## Text provided
+++

In any case, hermits should certainly be careful of their use of this permission. Their own communions must always be seen as extensions of the parish and/or diocesan liturgy, their hermitages must be understood as tabernacles of Christ's presence, and the silence of solitude must be embraced as a natural expression of communal life and love. While the hermit does not literally receive Eucharist from the hands of another during Communion services in the hermitage, she does receive this Sacrament as a gift of the parish community and so, from their hands. The communal nature of the eremitical life is constantly underscored by the presence of Eucharist in the hermitage, and the quality of being "alone with the Alone" FOR the salvation of the world is underscored in this way as well. Eremitical life is not selfish, not individualistic or privatistic, and emphatically not a matter of merely living alone -- much less doing so in whatever way one likes. The presence of Eucharist both symbolizes and so, reminds and calls us to realize this (make this real) more and more fully everyday. I should note that it is entirely reasonable to expect that should a hermit ever tend to take the Eucharist (and especially the reserved Eucharist) for granted or become arrogant or simply lax in her praxis and perspective, then, at least for a time, she should forego even the reservation of the Eucharist, and get to Mass more often, until she recovers her proper perspective and devotion.

+++

## Extracted records
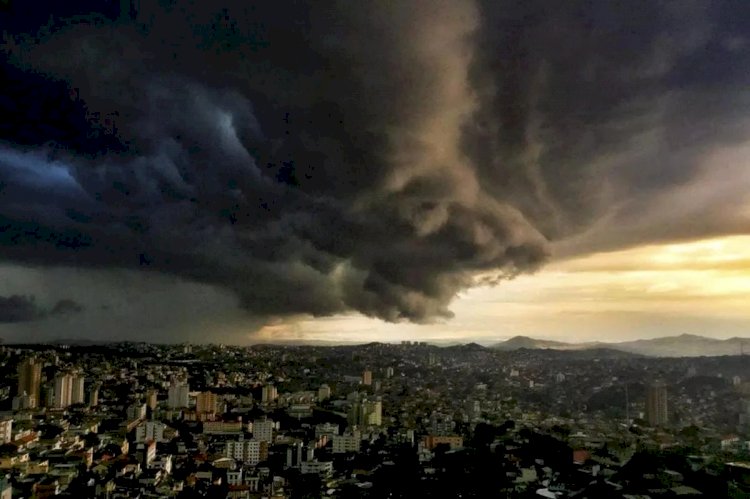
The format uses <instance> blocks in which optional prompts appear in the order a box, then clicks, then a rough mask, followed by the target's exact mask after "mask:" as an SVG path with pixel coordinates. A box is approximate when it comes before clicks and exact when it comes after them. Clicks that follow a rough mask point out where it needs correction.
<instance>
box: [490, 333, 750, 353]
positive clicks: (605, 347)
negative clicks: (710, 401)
mask: <svg viewBox="0 0 750 499" xmlns="http://www.w3.org/2000/svg"><path fill="white" fill-rule="evenodd" d="M491 348H494V349H496V350H518V349H521V348H527V349H532V350H533V349H537V350H538V349H548V350H589V349H594V348H607V349H611V350H619V351H621V352H628V353H636V354H639V355H647V356H651V357H700V356H716V355H740V354H741V353H750V338H738V337H734V338H728V339H725V340H718V339H714V338H706V337H705V336H698V335H695V334H681V335H679V336H665V337H662V338H654V339H650V340H634V341H625V342H620V343H607V342H598V341H597V342H585V343H566V342H564V341H551V340H540V339H535V338H530V337H528V336H514V337H513V338H510V339H508V340H506V341H502V342H500V343H496V344H494V345H492V346H491Z"/></svg>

+++

## Requirement 1
In the passage on hermits and the Eucharist, what should a hermit do if she grows lax or begins to take the Eucharist for granted?
## Requirement 2
Resume the passage on hermits and the Eucharist after its last sentence.
The rows are separate material, unrelated to the passage on hermits and the Eucharist.

## Written reply 1
For a time she should forego even the reservation of the Eucharist and get to Mass more often, until she recovers her proper perspective and devotion.

## Written reply 2
Summing Things Up

For me the bottom line in all of this is that while the celebration of Eucharist is indeed the source and summit of ecclesial life --- and it certainly is that for the hermit as well --- a truly Eucharistic spirituality does NOT necessarily require that one go to Mass daily. (It does require one celebrate with one's faith community regularly and frequently!!) The hermit's life will be imprinted with the cross, be emptied, broken and given to others precisely insofar as she is faithful to eremitical solitude lived in the heart of the Church. She will celebrate every day, and do so with her parish faith community, even when the demands of solitude mean she cannot be physically present with them at Mass. If this is not the case, then we are implicitly saying to many people who pray, suffer, and love at least as fully and well as do daily Mass  participants (or diocesan hermits!) --- but who cannot get to Mass so regularly --- that they cannot be said to have or even be able to develop a truly Eucharistic spirituality. I am positive we do not want to do that, wouldn't you agree?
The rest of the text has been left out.